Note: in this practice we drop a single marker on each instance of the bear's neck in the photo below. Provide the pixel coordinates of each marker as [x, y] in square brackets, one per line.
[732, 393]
...
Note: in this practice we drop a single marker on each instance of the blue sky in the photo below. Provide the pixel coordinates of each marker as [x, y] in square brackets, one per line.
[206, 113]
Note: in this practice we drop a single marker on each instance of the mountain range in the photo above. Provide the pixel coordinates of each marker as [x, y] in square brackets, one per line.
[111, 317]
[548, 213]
...
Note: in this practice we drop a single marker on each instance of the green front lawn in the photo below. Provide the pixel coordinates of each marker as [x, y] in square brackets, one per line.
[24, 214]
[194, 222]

→ **What the exercise asks**
Please list every line from the entries above that contains the word "drop".

→ **Result of this exercise**
Note: in this practice we drop a single marker on each instance of the bear's neck in the photo below. Provide the pixel coordinates of each marker as [x, y] in square brackets, one per line.
Note: in this practice we drop a single marker on each instance of the blue sky in the photo below. Provide the pixel coordinates of each marker as [x, y] in square brackets, one per line.
Note: in this practice we drop a single marker on each instance of the mountain range in the photo above. Provide the pixel coordinates of each marker as [x, y] in square brackets, one per line.
Note: in this practice we drop a single marker on each instance of the green front lawn in the photo below. Provide the pixel coordinates of each marker as [x, y] in square brackets, one per line.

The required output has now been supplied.